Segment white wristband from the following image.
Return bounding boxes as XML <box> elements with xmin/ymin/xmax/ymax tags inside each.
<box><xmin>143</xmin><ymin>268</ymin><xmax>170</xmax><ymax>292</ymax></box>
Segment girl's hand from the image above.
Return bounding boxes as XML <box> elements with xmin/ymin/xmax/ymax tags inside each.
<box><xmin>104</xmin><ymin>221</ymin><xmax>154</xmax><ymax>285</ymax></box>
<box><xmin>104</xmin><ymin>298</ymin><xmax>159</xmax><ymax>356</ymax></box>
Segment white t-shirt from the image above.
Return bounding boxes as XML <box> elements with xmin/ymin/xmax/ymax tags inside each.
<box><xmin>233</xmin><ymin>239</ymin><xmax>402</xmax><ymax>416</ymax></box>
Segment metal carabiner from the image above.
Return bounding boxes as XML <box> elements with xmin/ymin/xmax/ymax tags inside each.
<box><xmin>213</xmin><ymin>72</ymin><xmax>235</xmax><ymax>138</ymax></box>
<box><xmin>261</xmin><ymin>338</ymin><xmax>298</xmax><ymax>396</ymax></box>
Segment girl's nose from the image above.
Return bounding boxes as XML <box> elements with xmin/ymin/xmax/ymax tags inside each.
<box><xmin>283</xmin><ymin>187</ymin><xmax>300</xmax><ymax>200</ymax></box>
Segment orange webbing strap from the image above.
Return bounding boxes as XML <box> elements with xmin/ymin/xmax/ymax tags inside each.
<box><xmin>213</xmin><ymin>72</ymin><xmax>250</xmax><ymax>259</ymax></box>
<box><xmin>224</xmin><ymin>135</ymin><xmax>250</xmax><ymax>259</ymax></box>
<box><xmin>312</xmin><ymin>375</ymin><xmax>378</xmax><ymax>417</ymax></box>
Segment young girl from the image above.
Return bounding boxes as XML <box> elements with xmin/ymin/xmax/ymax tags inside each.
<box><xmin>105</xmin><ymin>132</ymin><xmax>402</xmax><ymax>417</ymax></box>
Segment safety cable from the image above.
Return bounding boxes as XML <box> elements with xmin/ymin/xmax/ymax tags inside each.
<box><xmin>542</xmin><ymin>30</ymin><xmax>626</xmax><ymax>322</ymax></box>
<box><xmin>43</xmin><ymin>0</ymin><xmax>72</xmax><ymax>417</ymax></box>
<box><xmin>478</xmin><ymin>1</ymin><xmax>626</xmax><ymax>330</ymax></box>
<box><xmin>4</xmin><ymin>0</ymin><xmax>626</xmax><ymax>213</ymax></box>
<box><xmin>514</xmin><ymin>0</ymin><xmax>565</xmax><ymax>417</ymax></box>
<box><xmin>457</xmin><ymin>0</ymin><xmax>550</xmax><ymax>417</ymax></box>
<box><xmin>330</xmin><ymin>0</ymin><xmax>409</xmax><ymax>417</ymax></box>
_ _ _ _
Swap "safety cable" for "steel cable" in the lines of the records from the one containing "Segment girl's nose from the image above." through the end of the records, keeping everything else unchanged, and give back only those lines.

Segment girl's nose from the image above.
Return bounding boxes as XML <box> elements with xmin/ymin/xmax/ymax tags inside each.
<box><xmin>283</xmin><ymin>187</ymin><xmax>300</xmax><ymax>200</ymax></box>
Segment orange webbing strap from the image above.
Return bounding boxes as XML <box> elements with xmin/ymin/xmax/ymax tags inside each.
<box><xmin>213</xmin><ymin>72</ymin><xmax>250</xmax><ymax>259</ymax></box>
<box><xmin>224</xmin><ymin>135</ymin><xmax>250</xmax><ymax>259</ymax></box>
<box><xmin>312</xmin><ymin>375</ymin><xmax>378</xmax><ymax>417</ymax></box>
Segment young girl from the image above.
Return bounding boxes as XML <box> elements with xmin/ymin/xmax/ymax tags inside each.
<box><xmin>105</xmin><ymin>132</ymin><xmax>402</xmax><ymax>417</ymax></box>
Segment steel cable from the image above.
Return bounding boxes as XML <box> elements with xmin/ymin/xmax/ymax tags inside each.
<box><xmin>542</xmin><ymin>30</ymin><xmax>626</xmax><ymax>322</ymax></box>
<box><xmin>43</xmin><ymin>0</ymin><xmax>72</xmax><ymax>417</ymax></box>
<box><xmin>478</xmin><ymin>1</ymin><xmax>626</xmax><ymax>330</ymax></box>
<box><xmin>4</xmin><ymin>0</ymin><xmax>626</xmax><ymax>213</ymax></box>
<box><xmin>514</xmin><ymin>0</ymin><xmax>565</xmax><ymax>417</ymax></box>
<box><xmin>457</xmin><ymin>0</ymin><xmax>550</xmax><ymax>417</ymax></box>
<box><xmin>330</xmin><ymin>0</ymin><xmax>409</xmax><ymax>417</ymax></box>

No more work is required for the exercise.